*To do:* Convert the lines below into a JSON list of strings, one string per line, skipping any blank lines. Keep the pictures out of the answer.

## start Raw data

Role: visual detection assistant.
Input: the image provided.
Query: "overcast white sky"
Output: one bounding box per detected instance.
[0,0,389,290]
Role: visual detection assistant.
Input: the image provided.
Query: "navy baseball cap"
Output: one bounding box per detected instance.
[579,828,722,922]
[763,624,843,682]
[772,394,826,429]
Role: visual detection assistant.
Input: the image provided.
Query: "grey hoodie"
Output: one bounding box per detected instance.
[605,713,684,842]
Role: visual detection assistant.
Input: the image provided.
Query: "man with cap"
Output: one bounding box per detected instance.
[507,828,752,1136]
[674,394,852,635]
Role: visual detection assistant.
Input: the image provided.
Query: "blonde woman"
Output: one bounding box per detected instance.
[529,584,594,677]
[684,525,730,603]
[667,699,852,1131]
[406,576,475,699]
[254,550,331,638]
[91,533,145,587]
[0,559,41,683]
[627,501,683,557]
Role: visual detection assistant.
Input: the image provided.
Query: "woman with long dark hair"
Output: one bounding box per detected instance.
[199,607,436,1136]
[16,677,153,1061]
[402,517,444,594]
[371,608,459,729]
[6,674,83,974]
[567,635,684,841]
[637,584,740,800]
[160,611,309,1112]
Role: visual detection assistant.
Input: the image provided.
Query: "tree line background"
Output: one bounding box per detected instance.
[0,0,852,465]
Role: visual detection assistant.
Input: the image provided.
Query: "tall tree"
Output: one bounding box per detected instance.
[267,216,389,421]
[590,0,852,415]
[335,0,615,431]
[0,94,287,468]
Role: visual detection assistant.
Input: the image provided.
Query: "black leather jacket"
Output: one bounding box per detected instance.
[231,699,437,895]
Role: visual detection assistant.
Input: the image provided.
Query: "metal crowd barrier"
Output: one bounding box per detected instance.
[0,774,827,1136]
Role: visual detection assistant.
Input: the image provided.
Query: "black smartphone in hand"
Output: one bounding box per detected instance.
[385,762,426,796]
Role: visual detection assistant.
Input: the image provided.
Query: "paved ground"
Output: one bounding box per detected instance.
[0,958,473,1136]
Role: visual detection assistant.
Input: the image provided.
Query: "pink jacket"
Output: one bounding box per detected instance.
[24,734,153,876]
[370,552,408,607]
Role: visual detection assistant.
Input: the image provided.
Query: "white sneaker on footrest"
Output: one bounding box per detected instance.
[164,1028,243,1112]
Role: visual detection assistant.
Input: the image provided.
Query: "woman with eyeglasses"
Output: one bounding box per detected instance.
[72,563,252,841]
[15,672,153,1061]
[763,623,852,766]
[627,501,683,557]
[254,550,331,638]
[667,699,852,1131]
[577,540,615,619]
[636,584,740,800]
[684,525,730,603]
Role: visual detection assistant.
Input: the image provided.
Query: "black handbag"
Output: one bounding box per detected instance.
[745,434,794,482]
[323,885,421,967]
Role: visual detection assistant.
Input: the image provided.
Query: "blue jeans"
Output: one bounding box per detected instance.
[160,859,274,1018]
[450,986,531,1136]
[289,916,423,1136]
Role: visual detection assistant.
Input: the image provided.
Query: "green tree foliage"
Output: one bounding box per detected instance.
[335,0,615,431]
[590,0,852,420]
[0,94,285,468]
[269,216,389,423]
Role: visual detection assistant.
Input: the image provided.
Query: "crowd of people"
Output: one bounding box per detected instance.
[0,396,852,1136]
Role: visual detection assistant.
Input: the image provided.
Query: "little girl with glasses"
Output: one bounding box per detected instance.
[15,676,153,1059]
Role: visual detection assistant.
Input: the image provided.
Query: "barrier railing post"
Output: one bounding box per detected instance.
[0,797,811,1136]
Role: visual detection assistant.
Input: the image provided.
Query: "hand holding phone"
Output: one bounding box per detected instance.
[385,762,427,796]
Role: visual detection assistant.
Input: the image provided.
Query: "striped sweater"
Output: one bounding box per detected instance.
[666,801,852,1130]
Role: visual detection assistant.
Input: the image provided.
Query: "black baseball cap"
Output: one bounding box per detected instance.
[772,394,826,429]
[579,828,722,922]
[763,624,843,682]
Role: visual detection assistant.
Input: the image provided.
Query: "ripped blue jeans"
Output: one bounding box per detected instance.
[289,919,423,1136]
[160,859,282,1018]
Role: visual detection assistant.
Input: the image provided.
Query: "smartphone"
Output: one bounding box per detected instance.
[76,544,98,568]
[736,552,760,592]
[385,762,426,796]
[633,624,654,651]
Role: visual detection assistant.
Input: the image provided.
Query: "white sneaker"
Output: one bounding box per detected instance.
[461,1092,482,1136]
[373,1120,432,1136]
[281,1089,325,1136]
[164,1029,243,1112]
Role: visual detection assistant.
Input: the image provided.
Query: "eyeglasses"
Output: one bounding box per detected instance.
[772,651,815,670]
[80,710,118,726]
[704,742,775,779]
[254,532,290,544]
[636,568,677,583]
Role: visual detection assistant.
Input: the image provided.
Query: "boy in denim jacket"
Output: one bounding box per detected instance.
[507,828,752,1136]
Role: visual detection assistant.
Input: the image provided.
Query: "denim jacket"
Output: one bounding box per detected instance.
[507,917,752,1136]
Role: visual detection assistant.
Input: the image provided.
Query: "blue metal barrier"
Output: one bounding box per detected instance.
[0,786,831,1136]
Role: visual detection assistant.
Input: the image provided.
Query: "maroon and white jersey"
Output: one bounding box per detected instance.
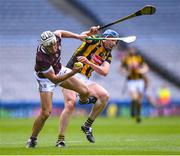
[35,36,61,78]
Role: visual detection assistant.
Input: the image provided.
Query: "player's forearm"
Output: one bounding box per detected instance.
[61,30,79,39]
[89,62,108,76]
[49,71,77,84]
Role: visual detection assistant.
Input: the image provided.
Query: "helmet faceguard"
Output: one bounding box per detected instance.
[102,29,120,38]
[41,31,57,47]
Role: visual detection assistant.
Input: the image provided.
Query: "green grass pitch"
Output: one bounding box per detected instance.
[0,117,180,155]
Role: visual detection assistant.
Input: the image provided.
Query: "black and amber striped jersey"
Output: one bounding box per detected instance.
[67,36,112,78]
[122,54,144,80]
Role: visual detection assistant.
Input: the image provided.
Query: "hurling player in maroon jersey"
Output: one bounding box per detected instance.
[27,30,97,148]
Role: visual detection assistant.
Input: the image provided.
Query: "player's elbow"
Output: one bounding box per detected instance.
[101,72,108,77]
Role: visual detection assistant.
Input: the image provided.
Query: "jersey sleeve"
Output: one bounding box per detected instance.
[36,55,51,73]
[105,53,112,64]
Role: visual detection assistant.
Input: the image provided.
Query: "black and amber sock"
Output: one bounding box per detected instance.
[130,100,136,117]
[84,118,94,127]
[58,135,65,141]
[30,136,37,141]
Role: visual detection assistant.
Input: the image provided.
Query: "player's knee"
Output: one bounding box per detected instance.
[41,109,51,119]
[65,100,75,114]
[99,92,109,103]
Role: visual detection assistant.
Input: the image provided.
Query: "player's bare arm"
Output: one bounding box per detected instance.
[54,30,87,40]
[138,63,149,74]
[43,66,82,84]
[81,26,100,36]
[77,56,110,76]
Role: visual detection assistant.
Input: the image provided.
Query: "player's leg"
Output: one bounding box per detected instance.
[81,83,109,143]
[127,80,138,117]
[56,89,77,147]
[27,92,53,148]
[136,79,146,122]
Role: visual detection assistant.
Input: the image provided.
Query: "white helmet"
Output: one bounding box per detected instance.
[41,31,56,46]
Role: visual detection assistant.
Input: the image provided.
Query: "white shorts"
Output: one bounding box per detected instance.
[127,79,145,94]
[35,66,71,92]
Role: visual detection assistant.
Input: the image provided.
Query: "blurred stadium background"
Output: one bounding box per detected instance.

## end Raw data

*Written answer:*
[
  "Role: visual detection assistant.",
  "Input: the image provided.",
  "Query: \"overcast white sky\"",
  "Output: one bounding box per detected instance.",
  "[0,0,389,290]",
  "Role: visual detection assistant.",
  "Input: the image provided.",
  "Query: \"navy baseball cap\"",
  "Output: one bounding box per detected instance.",
  "[579,828,722,922]",
  "[763,624,843,682]",
  "[772,394,826,429]",
  "Role: visual detection assistant.",
  "Input: the image provided.",
  "Query: \"grey hoodie\"",
  "Output: one bounding box per detected instance.",
  "[605,713,684,842]",
  "Role: visual detection assistant.",
  "Input: the image provided.",
  "Query: \"man with cap\"",
  "Output: one bounding box per detected instance.",
  "[507,828,752,1136]",
  "[674,394,852,635]",
  "Role: visual detection assistant.",
  "Input: the image provided.",
  "Query: \"blonde woman\"",
  "Output: one bounding box per detected instance.",
  "[529,584,594,677]",
  "[684,525,730,603]",
  "[667,699,852,1131]",
  "[406,576,475,699]",
  "[254,550,331,638]",
  "[91,533,145,587]",
  "[0,559,41,683]",
  "[627,501,683,557]",
  "Role: visual detection assistant.",
  "Input: the image provided.",
  "Query: \"woman with long dark hair\"",
  "Output: one bounding box per detected instance.",
  "[199,607,436,1136]",
  "[16,677,153,1061]",
  "[402,517,444,594]",
  "[371,608,459,729]",
  "[6,674,83,974]",
  "[567,635,684,841]",
  "[637,584,740,800]",
  "[160,611,309,1112]",
  "Role: visual detection assistant.",
  "Input: the image provided.",
  "Query: \"tree line background\"",
  "Output: one bounding box per detected instance.",
  "[0,0,852,465]",
  "Role: visual detection assistant.",
  "Input: the image provided.",
  "Query: \"tall tree\"",
  "Output: one bounding box per detected instance.",
  "[267,216,389,421]",
  "[590,0,852,415]",
  "[335,0,615,431]",
  "[0,94,287,468]",
  "Role: visual detection assistant.",
  "Input: the image provided.",
  "Query: \"black leather jacket\"",
  "Output: one bounding box per detected instance.",
  "[231,699,437,895]",
  "Role: visual detection assistant.",
  "Input: the image provided.",
  "Query: \"metal crowd barrier\"",
  "Output: one bounding box per detected instance.",
  "[0,774,827,1136]",
  "Role: visual detection assistant.",
  "Input: the image provided.",
  "Query: \"black smartphone in hand\"",
  "Output: one bounding box per detected instance.",
  "[385,762,426,796]",
  "Role: visual detection assistant.",
  "Input: the image provided.",
  "Query: \"paved ground\"",
  "Output: one bounding box per detected instance.",
  "[0,958,473,1136]",
  "Role: visual detection assistant.",
  "Input: the image provided.",
  "Query: \"pink jacket\"",
  "Output: one bounding box per detected instance.",
  "[24,734,153,876]",
  "[370,552,408,607]",
  "Role: visual detection assistant.",
  "Input: the image provided.",
  "Query: \"white sneaker on footrest\"",
  "Output: one bounding box per detected instance.",
  "[164,1028,243,1112]",
  "Role: visual detection assistant.",
  "Input: the image provided.",
  "Query: \"woman with eyeglasses\"",
  "Output: one bounding box per detected instance.",
  "[72,563,252,841]",
  "[15,672,153,1061]",
  "[763,623,852,766]",
  "[627,501,683,557]",
  "[254,550,331,638]",
  "[667,699,852,1131]",
  "[577,540,615,619]",
  "[636,584,740,800]",
  "[684,525,730,603]",
  "Role: visual detection assistant.",
  "Input: the image provided.",
  "Query: \"black handbag\"",
  "Output: one bounding box per detected instance.",
  "[745,434,794,482]",
  "[323,885,421,967]",
  "Role: visual detection assistant.",
  "Input: the image provided.",
  "Query: \"blue jeans\"",
  "Output: one bounding box per detected instance.",
  "[160,859,274,1018]",
  "[450,986,531,1136]",
  "[289,916,423,1136]",
  "Role: visual detection assistant.",
  "Input: the image provided.",
  "Query: \"green tree foliage\"",
  "Output: one bounding box per detected instance.",
  "[335,0,615,431]",
  "[590,0,852,420]",
  "[0,94,285,468]",
  "[269,216,389,423]",
  "Role: visual detection assistant.",
  "Input: the image provided.",
  "Query: \"crowd of people\"",
  "Output: one bounding box per detected instance.",
  "[0,396,852,1136]",
  "Role: visual detection assistant.",
  "Input: the image provided.",
  "Query: \"little girl with glasses\"",
  "Output: one bounding box per detected instance.",
  "[15,676,153,1059]",
  "Role: visual detection assistant.",
  "Input: the image provided.",
  "Query: \"barrier railing post\"",
  "Output: one bounding box per detected instance.",
  "[0,797,811,1136]",
  "Role: visual detection assistant.",
  "Input: the image provided.",
  "Query: \"hand holding phone\"",
  "Output: one bounding box per detected instance.",
  "[385,762,427,796]",
  "Role: visual detection assistant.",
  "Input: the image provided.",
  "Query: \"striped sweater\"",
  "Output: one bounding box per detected instance.",
  "[666,801,852,1130]",
  "Role: visual detection assistant.",
  "Input: the image provided.",
  "Query: \"black baseball cap\"",
  "Output: one bounding box per detected instance.",
  "[772,394,826,429]",
  "[579,828,722,922]",
  "[763,624,843,682]",
  "Role: visual detection assistant.",
  "Input: the image provided.",
  "Query: \"ripped blue jeans\"",
  "Output: one bounding box per detected instance.",
  "[289,919,423,1136]",
  "[160,859,282,1018]",
  "Role: visual detection assistant.",
  "Input: the image provided.",
  "Query: \"smartphone\"",
  "Output: one bounding box per detected instance.",
  "[76,544,98,568]",
  "[736,552,760,592]",
  "[385,762,426,796]",
  "[633,624,654,651]",
  "Role: visual detection assistant.",
  "Input: the image provided.",
  "Query: \"white sneaker\"",
  "Output: one bounding box per detected instance.",
  "[461,1092,482,1136]",
  "[373,1120,432,1136]",
  "[281,1089,325,1136]",
  "[164,1029,243,1112]",
  "Role: visual detection assistant.",
  "Input: the image provided.",
  "Query: \"eyeglasses\"",
  "Output: one bounding box per detected instance.",
  "[772,651,815,670]",
  "[80,710,118,726]",
  "[704,742,775,779]",
  "[254,532,290,544]",
  "[636,568,677,583]",
  "Role: visual detection assistant.",
  "Input: the image provided.",
  "Query: \"boy in denim jacket\"",
  "Output: one bounding box per detected instance.",
  "[507,828,752,1136]",
  "Role: visual detection assistant.",
  "Input: the image provided.",
  "Query: \"denim jacket\"",
  "Output: one bounding box per detected instance.",
  "[507,917,752,1136]",
  "Role: visual detection assistant.",
  "Input: the image provided.",
  "Query: \"blue metal barrier\"",
  "Output: one bounding box per detected instance.",
  "[0,786,831,1136]",
  "Role: visual detection assistant.",
  "Input: the image provided.",
  "Query: \"maroon and white jersey\"",
  "Output: one bounding box per detected instance.",
  "[35,36,61,78]",
  "Role: visual detection assistant.",
  "Input: the image provided.",
  "Query: \"player's forearm\"",
  "Output: one bounding box per detected instance.",
  "[61,30,79,39]",
  "[89,62,108,76]",
  "[49,71,77,84]",
  "Role: visual detection assistant.",
  "Input: the image provided.",
  "Query: \"helmet faceguard\"",
  "Output: one bounding box per detected instance.",
  "[102,29,120,38]",
  "[41,31,57,47]",
  "Role: visual detection assistant.",
  "Input: the image provided.",
  "Query: \"green grass pitch\"",
  "Output: one bounding box per detected instance.",
  "[0,117,180,155]",
  "Role: visual detection assistant.",
  "Input: the image provided.",
  "Query: \"black and amber striped jersey\"",
  "Output: one bounding box per detected instance.",
  "[67,36,112,78]",
  "[122,54,144,80]",
  "Role: visual detection assistant.",
  "Input: the image provided.",
  "Query: \"hurling player in maroon jersey\"",
  "Output: one bounding box per detected instance.",
  "[27,30,97,148]",
  "Role: visual detection assistant.",
  "Input: the image provided.",
  "Query: \"player's elbow\"",
  "Output: one bounding box per detected instance.",
  "[101,72,108,77]",
  "Role: visual detection assistant.",
  "Input: the image provided.",
  "Query: \"jersey sleeve\"",
  "Output: one bounding box per detected instance.",
  "[36,55,51,73]",
  "[105,53,112,64]",
  "Role: visual detection assistant.",
  "Input: the image provided.",
  "Query: \"black and amber sock\"",
  "Output: one bounding box per detected instance.",
  "[130,100,136,117]",
  "[84,118,94,127]",
  "[58,135,65,141]",
  "[30,136,37,141]",
  "Role: visual detection assistant.",
  "Input: the image provided.",
  "Query: \"player's knee\"",
  "Output: one bounding box per detected instance.",
  "[41,109,51,119]",
  "[65,100,75,114]",
  "[99,92,109,103]",
  "Role: visual detection assistant.",
  "Input: the image provided.",
  "Query: \"player's bare arm\"",
  "Output: one bounding box per detected instance.",
  "[54,30,87,40]",
  "[138,63,149,74]",
  "[43,66,82,84]",
  "[81,26,100,36]",
  "[77,56,110,76]",
  "Role: visual detection assistant.",
  "Input: the image provided.",
  "Query: \"player's leg\"",
  "Output: one bounding box per detected instance.",
  "[81,83,109,143]",
  "[127,80,138,117]",
  "[56,89,77,147]",
  "[27,92,53,148]",
  "[136,79,146,122]",
  "Role: visual detection assistant.",
  "Input: the image provided.",
  "Query: \"white helmet\"",
  "Output: one bounding box per detected instance.",
  "[41,31,56,46]",
  "Role: visual detection assistant.",
  "Input: the image provided.",
  "Query: \"white shorts\"",
  "Output: one bounding box per detected instance.",
  "[127,79,145,94]",
  "[35,66,71,92]",
  "Role: visual detection assistant.",
  "Input: the image provided.",
  "Query: \"blurred stadium background\"",
  "Output: one bounding box per detected instance."
]